▸ **Required task**: Could you reproduce the Berry Island Reserve lesson plan below in full, word for word?

▸ **Page extract**:
Land usage and management on Berry Island Reserve

Students learn to:
• Explore an important historical site.
• Students learn to draw conclusions from historical artefacts present at the site, and information provided to them.
• Gather information and conduct
research on a specific topic.


Students learn about:
• Students learn about the history of Berry Island, and its importance to the Indigenous Australians that inhabited it.
• Students learn about how the Indigenous Australians used the multitude of resources present at the site.

ACTIVITIES
Think and do

Students think about what they have learnt during the Berry Island Site visit and jot down points in their books.

Share a story
Students share a story with their fellow class members on what they found interesting/learnt during the site visit.

Connect
Students share ideas and connect to issues of land usage/management on Berry Island.

Watch first, then do
Students explore the website after watching the teacher explore the homepage. Students also recall/retell problematic knowledge during this activity.

Think and do
Students complete worksheet activity - use knowledge they have gained from the site visit to complete questions on land usage/management.

Think and do, Try a new way
Teacher assesses student knowledge through Kahoot quiz. Students able to think and do through a different means - and compete against each other for prizes.

Share with Others
Students talk in large yarn circle about their experience and understanding of the place.

▸ **Data records**:

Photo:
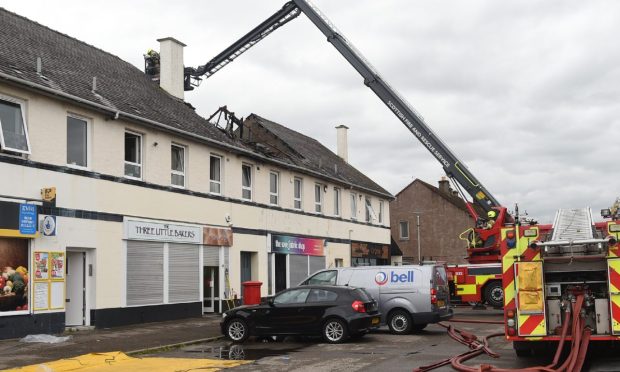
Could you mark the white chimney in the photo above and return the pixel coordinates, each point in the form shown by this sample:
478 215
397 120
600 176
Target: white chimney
342 145
171 66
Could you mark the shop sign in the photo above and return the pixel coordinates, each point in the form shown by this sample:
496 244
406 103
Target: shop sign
142 230
217 236
297 245
27 219
370 250
48 225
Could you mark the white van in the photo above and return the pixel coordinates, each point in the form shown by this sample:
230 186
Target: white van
409 297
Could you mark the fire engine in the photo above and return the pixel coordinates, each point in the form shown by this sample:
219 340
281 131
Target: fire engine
553 277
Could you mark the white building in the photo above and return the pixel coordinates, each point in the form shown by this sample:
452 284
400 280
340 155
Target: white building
158 214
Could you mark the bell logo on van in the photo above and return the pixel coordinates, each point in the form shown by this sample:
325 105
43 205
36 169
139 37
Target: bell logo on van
382 278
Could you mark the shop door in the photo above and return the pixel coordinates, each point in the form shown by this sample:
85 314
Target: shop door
211 296
75 309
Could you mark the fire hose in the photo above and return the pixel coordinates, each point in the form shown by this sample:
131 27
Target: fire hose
480 345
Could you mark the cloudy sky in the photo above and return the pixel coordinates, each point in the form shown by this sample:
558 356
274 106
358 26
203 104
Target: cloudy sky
526 93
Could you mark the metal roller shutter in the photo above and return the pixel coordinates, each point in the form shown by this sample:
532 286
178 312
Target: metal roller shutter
145 273
211 256
184 274
316 263
298 268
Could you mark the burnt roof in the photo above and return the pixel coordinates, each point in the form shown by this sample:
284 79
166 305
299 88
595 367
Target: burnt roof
307 152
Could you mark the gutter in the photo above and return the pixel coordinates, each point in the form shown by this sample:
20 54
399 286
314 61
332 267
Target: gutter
116 114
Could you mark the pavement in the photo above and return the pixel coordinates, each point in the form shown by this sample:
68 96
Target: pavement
134 339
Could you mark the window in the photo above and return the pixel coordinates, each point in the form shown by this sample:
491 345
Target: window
178 165
13 130
215 174
246 182
77 142
318 198
133 155
323 278
297 193
336 201
404 230
274 180
321 295
293 296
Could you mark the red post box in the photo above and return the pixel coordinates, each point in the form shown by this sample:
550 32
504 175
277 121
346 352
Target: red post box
251 293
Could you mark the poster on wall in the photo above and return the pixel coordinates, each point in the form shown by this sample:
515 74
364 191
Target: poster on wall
57 260
41 266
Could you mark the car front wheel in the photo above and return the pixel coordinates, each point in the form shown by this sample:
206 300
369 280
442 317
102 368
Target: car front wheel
335 331
237 330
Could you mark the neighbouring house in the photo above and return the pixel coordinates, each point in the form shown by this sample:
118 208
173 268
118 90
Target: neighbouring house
119 204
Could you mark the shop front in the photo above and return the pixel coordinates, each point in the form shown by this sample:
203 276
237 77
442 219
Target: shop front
369 254
31 282
292 259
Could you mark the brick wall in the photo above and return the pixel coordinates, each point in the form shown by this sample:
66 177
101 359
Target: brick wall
441 223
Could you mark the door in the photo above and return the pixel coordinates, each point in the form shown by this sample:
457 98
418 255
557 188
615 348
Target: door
75 306
211 289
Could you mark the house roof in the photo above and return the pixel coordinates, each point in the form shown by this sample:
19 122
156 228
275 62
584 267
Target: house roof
69 65
310 153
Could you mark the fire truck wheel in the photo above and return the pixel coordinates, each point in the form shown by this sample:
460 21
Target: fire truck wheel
494 294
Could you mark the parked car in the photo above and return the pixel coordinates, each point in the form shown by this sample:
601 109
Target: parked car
335 313
410 297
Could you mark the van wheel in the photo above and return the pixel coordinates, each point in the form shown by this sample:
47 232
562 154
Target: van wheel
494 294
399 322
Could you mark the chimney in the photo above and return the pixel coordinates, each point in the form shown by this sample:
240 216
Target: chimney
444 186
171 62
342 145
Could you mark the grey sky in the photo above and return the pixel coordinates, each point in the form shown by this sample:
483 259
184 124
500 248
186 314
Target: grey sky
526 93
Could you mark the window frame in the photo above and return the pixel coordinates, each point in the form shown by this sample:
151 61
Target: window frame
22 108
141 156
176 172
88 124
400 230
353 200
301 193
275 195
247 188
337 201
212 181
318 204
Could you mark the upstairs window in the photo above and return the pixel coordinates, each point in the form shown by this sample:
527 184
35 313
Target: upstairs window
336 201
246 182
273 188
297 193
178 165
353 206
215 174
77 142
318 198
133 155
13 131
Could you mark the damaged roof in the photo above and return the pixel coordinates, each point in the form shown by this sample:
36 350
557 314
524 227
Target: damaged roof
307 152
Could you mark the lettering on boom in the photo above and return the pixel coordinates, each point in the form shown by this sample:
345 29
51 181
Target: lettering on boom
418 134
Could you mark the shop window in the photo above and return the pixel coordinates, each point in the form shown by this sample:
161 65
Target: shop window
274 187
215 174
297 193
133 155
77 142
13 129
246 181
14 278
178 165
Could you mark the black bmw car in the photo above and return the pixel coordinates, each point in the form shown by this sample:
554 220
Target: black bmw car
335 313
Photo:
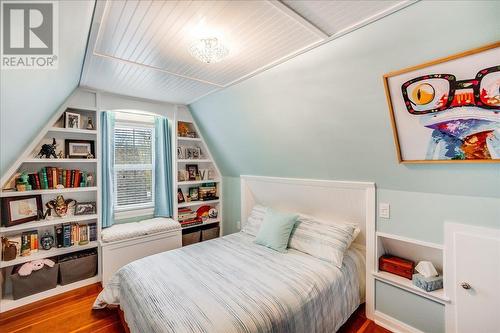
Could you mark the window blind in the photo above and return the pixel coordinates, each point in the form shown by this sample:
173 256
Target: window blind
133 166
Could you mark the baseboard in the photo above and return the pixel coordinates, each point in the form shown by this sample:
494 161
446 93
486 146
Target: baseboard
393 324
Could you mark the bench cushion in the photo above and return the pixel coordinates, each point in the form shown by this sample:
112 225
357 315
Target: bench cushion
134 229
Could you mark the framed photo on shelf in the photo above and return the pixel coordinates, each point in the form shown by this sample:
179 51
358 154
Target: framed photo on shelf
79 148
180 196
194 193
192 170
85 208
72 120
17 210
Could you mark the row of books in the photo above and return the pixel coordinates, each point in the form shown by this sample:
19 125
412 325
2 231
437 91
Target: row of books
50 177
187 217
207 192
69 234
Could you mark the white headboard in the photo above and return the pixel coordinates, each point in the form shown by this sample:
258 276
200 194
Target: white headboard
352 202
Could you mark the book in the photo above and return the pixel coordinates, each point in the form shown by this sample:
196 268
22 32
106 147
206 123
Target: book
84 234
68 179
66 235
58 230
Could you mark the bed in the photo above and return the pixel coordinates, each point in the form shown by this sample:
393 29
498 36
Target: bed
231 284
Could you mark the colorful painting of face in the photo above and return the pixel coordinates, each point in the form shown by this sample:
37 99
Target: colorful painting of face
448 109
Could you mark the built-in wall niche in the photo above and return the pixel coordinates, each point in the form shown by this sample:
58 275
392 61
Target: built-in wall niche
188 171
77 119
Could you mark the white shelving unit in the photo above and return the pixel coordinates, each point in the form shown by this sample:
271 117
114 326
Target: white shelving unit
205 162
83 102
414 250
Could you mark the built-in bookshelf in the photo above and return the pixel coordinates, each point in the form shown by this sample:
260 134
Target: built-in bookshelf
198 179
74 174
414 250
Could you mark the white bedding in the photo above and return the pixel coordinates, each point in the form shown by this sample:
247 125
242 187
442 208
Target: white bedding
231 284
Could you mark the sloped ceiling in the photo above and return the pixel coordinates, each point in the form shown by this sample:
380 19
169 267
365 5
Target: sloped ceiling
29 97
140 48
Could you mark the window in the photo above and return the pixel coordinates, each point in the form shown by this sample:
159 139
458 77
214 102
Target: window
134 166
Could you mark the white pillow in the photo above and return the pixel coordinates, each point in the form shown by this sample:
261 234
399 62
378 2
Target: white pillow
254 221
324 240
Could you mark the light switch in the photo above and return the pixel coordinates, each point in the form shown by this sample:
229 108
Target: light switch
384 210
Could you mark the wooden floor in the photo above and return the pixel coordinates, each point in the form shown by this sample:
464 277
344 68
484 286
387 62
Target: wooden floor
72 312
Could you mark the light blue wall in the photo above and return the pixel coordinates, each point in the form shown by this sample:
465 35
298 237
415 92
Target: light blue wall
28 98
324 115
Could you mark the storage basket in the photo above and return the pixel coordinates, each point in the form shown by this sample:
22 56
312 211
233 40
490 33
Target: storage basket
38 281
191 238
209 233
77 269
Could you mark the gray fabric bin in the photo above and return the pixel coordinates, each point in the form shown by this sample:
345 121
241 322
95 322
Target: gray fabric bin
209 233
77 269
38 281
191 238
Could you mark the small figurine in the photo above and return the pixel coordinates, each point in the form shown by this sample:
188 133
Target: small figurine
59 205
22 183
48 150
90 124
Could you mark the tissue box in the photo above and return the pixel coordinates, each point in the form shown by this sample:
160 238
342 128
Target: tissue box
428 284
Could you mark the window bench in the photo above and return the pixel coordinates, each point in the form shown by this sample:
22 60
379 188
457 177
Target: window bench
124 243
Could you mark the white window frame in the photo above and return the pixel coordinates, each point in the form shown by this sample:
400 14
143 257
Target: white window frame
135 209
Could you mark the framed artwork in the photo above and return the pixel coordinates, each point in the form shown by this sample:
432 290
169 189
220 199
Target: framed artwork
192 170
71 120
79 148
447 110
85 208
17 210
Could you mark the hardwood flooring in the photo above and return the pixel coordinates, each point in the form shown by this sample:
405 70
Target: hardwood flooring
72 312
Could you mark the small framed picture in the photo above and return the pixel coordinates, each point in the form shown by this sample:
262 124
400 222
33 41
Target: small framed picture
71 120
180 196
193 193
180 153
79 148
192 170
85 208
17 210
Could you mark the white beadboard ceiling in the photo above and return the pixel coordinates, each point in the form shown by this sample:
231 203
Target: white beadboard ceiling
140 48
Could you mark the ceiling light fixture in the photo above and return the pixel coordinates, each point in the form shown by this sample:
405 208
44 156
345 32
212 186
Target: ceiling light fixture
208 50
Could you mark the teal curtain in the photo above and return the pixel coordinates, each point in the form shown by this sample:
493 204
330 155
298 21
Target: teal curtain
107 167
163 168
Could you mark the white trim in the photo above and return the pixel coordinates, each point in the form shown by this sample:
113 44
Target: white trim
410 240
450 231
393 324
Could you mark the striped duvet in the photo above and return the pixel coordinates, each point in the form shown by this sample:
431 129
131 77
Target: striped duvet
231 284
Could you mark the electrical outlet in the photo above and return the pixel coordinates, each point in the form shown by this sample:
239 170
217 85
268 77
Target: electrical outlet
384 210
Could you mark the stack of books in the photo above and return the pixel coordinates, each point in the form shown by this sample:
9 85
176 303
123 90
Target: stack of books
188 217
50 177
207 191
70 234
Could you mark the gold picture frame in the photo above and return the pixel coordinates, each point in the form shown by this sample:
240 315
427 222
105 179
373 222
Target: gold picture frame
459 130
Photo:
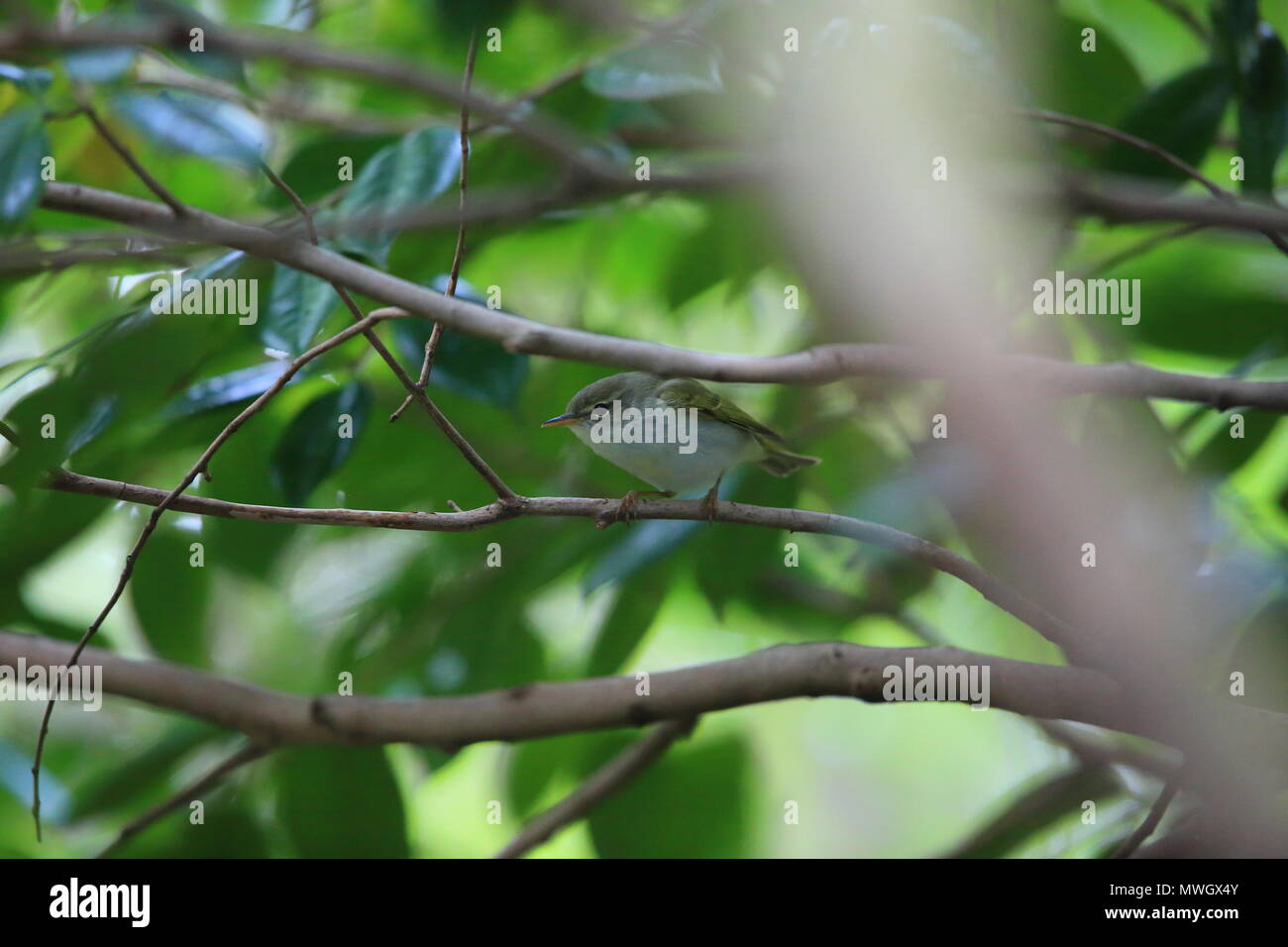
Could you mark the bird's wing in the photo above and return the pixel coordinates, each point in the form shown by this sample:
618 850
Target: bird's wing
684 392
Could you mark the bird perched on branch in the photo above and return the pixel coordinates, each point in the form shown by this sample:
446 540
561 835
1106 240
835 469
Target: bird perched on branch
674 433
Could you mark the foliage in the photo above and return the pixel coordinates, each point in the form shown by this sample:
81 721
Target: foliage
140 394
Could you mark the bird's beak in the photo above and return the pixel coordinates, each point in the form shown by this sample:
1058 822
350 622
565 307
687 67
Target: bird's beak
561 421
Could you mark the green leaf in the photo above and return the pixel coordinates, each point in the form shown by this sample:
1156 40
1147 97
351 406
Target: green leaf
629 620
1234 24
196 125
690 804
1181 116
314 167
1043 802
535 763
460 20
218 63
297 304
1189 279
133 775
403 175
34 81
1263 114
1225 454
1099 85
665 67
170 595
644 543
312 447
478 368
98 64
22 147
230 388
340 801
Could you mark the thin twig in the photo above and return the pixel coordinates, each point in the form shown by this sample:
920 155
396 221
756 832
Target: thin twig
807 367
437 331
1150 149
165 502
1155 814
128 157
603 512
458 440
546 709
603 783
248 754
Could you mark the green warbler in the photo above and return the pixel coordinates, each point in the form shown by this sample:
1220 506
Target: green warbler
674 433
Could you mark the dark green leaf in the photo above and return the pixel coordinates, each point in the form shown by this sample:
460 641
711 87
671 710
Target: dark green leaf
665 67
478 368
627 621
134 775
22 149
314 167
403 175
340 801
1225 454
230 388
1041 805
644 543
1181 116
462 20
1099 85
196 125
690 804
34 81
98 64
1235 27
297 304
218 63
1263 114
312 449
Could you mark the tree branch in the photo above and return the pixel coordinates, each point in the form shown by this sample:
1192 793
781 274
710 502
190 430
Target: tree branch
810 367
603 512
248 754
561 142
603 783
536 710
437 331
166 500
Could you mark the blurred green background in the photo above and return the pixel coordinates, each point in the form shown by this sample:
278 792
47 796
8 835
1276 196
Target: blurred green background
138 395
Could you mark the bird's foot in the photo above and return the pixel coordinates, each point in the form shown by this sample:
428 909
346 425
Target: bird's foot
626 505
711 501
709 504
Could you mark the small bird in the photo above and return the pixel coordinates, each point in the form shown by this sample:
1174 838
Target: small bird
674 433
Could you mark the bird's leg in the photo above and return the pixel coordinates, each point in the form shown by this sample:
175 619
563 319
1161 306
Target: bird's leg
626 506
711 500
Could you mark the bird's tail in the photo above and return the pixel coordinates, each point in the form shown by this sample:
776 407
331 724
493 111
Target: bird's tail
781 462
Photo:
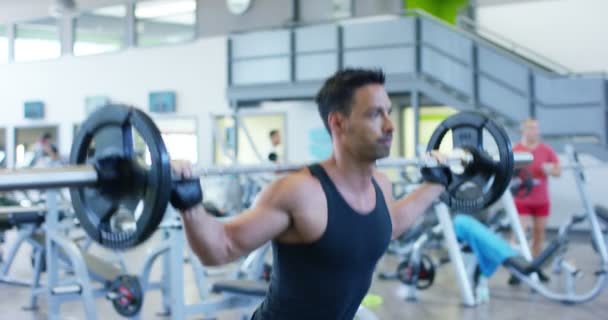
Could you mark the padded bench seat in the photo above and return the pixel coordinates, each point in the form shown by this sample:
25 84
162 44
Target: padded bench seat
241 287
9 220
602 214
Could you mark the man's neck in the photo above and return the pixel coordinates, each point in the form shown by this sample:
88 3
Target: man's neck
356 174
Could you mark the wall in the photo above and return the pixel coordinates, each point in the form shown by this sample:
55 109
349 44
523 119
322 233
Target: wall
196 71
446 10
571 32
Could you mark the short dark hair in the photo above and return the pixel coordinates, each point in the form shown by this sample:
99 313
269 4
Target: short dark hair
337 92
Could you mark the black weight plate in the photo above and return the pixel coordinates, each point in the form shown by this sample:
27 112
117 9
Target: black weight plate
110 131
130 295
475 189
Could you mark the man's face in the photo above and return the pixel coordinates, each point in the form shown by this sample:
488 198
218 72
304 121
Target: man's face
367 132
530 131
275 139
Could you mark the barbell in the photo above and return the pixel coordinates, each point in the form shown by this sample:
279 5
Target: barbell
100 188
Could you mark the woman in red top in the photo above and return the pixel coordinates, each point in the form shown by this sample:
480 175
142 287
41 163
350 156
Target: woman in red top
534 208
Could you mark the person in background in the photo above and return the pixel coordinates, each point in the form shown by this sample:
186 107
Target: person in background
275 141
534 208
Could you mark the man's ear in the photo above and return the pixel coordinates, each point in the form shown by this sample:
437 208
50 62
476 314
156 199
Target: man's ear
336 122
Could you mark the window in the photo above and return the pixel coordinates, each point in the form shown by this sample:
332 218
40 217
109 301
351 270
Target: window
3 44
165 22
101 30
37 40
342 8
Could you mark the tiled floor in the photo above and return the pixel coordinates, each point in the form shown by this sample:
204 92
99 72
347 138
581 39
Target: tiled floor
442 301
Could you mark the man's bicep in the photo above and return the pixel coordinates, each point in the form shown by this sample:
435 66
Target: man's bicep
254 227
265 220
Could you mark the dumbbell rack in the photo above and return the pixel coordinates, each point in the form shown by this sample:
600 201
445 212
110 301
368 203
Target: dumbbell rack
78 287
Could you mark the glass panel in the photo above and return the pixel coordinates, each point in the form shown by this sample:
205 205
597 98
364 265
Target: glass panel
224 140
180 137
164 22
430 117
2 148
3 44
37 40
342 8
261 147
100 30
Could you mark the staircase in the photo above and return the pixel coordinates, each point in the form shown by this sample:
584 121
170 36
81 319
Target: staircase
455 66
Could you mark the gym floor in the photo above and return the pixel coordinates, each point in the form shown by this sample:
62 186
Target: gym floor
441 301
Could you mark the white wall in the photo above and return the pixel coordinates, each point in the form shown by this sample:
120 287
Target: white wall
574 33
196 71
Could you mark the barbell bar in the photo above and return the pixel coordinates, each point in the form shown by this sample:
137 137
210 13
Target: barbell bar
75 176
107 175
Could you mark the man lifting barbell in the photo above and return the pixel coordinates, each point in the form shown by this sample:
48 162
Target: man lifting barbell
330 222
313 216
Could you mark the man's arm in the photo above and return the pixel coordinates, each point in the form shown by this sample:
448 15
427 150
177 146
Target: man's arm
406 210
216 242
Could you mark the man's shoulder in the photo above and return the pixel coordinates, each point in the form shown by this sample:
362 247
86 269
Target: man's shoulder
297 183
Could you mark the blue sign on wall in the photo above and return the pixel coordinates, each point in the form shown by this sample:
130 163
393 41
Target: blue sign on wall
94 102
319 144
33 109
162 101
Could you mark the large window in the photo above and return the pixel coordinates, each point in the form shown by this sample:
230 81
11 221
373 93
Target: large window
37 40
3 44
165 22
101 30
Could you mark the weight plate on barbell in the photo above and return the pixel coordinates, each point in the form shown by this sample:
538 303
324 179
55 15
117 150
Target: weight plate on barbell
420 273
140 185
484 181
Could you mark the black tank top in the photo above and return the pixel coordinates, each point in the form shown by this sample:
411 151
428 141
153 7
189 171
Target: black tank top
328 278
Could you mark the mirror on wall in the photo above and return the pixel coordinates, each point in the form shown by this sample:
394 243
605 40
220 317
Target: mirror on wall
36 146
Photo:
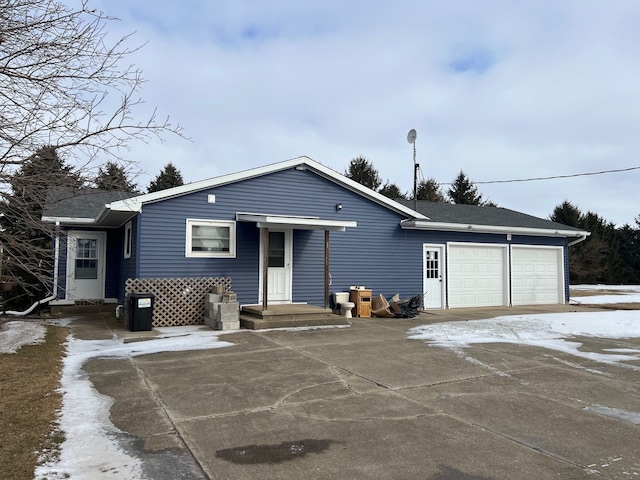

▸ **Answer for this exercise**:
Land usage and management on Berry Island Reserve

Students learn to:
• Explore an important historical site.
• Students learn to draw conclusions from historical artefacts present at the site, and information provided to them.
• Gather information and conduct
research on a specific topic.


Students learn about:
• Students learn about the history of Berry Island, and its importance to the Indigenous Australians that inhabited it.
• Students learn about how the Indigenous Australians used the multitude of resources present at the site.

ACTIVITIES
Think and do

Students think about what they have learnt during the Berry Island Site visit and jot down points in their books.

Share a story
Students share a story with their fellow class members on what they found interesting/learnt during the site visit.

Connect
Students share ideas and connect to issues of land usage/management on Berry Island.

Watch first, then do
Students explore the website after watching the teacher explore the homepage. Students also recall/retell problematic knowledge during this activity.

Think and do
Students complete worksheet activity - use knowledge they have gained from the site visit to complete questions on land usage/management.

Think and do, Try a new way
Teacher assesses student knowledge through Kahoot quiz. Students able to think and do through a different means - and compete against each other for prizes.

Share with Others
Students talk in large yarn circle about their experience and understanding of the place.